_問題文_
以下のデータのうち、文字列「cloud」を含む行を特定し、該当する行をすべて書き写せ。大文字と小文字は区別する。

_作業データ_
• • • •

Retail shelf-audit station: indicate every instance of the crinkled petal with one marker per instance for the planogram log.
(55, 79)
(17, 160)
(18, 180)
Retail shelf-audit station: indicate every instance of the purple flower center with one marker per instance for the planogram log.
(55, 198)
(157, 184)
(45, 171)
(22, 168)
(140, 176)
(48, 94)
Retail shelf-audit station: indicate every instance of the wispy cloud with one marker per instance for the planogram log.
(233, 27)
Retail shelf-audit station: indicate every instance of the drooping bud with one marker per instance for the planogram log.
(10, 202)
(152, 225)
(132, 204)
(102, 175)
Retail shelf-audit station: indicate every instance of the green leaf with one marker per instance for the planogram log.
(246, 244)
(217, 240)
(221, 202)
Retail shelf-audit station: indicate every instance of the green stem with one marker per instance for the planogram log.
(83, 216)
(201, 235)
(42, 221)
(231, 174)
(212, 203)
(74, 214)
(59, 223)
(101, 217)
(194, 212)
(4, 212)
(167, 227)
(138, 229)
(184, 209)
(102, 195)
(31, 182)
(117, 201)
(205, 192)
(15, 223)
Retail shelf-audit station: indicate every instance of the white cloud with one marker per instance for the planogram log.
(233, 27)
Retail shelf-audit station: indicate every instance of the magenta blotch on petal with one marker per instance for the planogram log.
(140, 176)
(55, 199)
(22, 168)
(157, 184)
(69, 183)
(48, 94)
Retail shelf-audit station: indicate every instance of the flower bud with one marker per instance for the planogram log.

• • • •

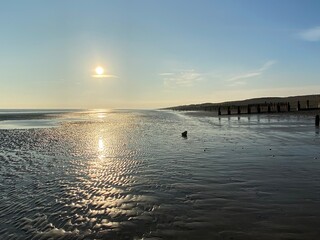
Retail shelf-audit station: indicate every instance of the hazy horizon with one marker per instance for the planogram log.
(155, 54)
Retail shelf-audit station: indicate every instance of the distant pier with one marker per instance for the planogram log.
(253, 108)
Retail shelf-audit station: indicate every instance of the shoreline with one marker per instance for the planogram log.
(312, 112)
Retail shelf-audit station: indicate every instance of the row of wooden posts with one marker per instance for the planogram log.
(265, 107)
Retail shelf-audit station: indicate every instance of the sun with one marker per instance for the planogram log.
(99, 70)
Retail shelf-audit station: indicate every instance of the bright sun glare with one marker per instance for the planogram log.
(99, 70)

• • • •

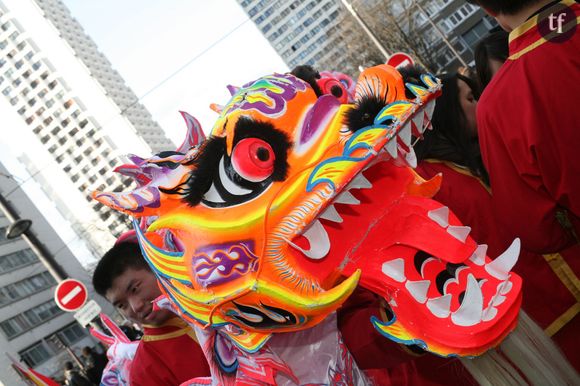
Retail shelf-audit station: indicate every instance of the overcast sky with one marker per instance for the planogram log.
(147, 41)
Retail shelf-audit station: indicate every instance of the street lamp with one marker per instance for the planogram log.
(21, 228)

• • • •

_解答_
Retail shelf-audit station: indicate every instance of the wispy cloud with one marker per instance for the planogram log.
Retail shelf-audit station: indicate every instance of the white cloud with one marker per instance for the planogram log.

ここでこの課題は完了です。